■ Excerpt provided

October 17, 2021
21st Sunday after Pentecost, Pastor Bradley E. Schmeling
Mark 10:25-45
Wednesday before last, some of you came and took pews from the sanctuary. It was quite a sight seeing sixteen-foot pews hanging out the back of trucks and mini-vans. A few days later, Better Futures, a company committed to reuse, repurpose, and recycling, came and moved the rest of them out of the sanctuary. I took a picture of the room and posted it in our Youth and Family Facebook Photo Friday. (I’ll post it on Facebook today, and we’ll include it in an upcoming communication about our renovation project.). The sanctuary looks like a ballroom, or a roller rink if you happen to be a certain assistant director of music. When someone suggested hosting the Grammys, using the long red carpet that stretched down the aisle, I noticed that it was, indeed, a red-carpet walk that ended…at the baptismal font.
I like that image. Families bringing their children onto the red carpet as if they are the stars of the show. We snap a few pictures as they make the journey to the water, knowing that God’s promise will crown them in glory.
Remington Kaldun Brown, you will be our star today. Your red carpet walk to the baptismal font.
Did James and John think they were on their own red carpet walk to Jerusalem? It seems that they thought Jesus would be crowned, maybe even clothed in imperial purple, lifted up so that the nation could be liberated? Who wouldn’t want to be on the right and the left in the glory of a liberated and free Judah, ruled by Jesus the king.
We’ve typically assumed that James and John misunderstood Jesus’ mission. They wanted the wealth, the glory, the power. It’s confirmed when the rest of the disciples realize that they missed their chance for the good spots. They’re angry that James and John got there first. They all wanted the choice seats on the hill.
This past week, I spent several days with clergy colleagues exploring leadership in a time of pandemic. Dr Storm Swain, professor at United Lutheran Seminary, took us through a chart described the Disaster Management Cycle.[1] First, you have the incident and initial response. This leads to the beginning of recovery, which leads to a time of mitigation, fixing what was broken, and then finally, a time of preparation so that you’re more ready the next time. There’s a natural movement from incident to restoration and readiness. However, she told us, none of this is working right now, because each surge of the virus is a new incident. Incident after incident. The murder of George Floyd is an incident. The political climate, including the election, and the constant rumblings of a re-match is another incident. Climate disaster is an incident. The cycle of natural movement to recover and mitigate never gets started because we keep getting retraumatized. In short, she said, we’re in unchartered territory. We keep getting stuck in our initial primitive response, which is usually something like fight or flight, or freeze and faint.

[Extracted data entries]
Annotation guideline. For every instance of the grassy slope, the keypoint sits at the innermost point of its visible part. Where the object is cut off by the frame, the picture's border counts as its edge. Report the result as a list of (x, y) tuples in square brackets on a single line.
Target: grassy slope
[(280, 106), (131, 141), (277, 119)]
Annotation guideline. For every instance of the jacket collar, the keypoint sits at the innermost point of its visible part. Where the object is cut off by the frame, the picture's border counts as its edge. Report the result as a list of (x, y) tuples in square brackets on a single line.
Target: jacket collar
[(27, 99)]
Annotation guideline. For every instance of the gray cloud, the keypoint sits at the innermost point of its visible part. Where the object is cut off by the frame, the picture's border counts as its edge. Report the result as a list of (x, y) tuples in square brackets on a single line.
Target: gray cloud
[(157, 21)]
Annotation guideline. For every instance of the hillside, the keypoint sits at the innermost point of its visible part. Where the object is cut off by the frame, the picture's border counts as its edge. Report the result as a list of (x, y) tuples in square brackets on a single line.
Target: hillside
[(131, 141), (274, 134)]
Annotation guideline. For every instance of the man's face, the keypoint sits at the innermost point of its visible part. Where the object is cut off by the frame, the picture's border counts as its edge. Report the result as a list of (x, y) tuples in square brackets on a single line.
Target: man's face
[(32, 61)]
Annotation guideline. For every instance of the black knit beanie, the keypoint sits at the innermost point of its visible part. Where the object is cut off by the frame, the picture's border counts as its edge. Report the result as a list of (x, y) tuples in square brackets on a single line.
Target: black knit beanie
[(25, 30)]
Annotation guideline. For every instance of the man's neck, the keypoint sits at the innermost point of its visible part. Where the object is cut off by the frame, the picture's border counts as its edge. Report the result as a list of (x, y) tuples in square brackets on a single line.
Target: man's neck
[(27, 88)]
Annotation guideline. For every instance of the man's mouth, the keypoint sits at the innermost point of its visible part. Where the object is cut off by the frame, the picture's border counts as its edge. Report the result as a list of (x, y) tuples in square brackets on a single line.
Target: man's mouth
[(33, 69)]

■ Instructions for the task
Please translate this sentence from the sermon into Spanish: "It was quite a sight seeing sixteen-foot pews hanging out the back of trucks and mini-vans."

■ Answer space
Fue todo un espectáculo ver bancos de iglesia de dieciséis pies de largo asomando por la parte trasera de camionetas y minivans.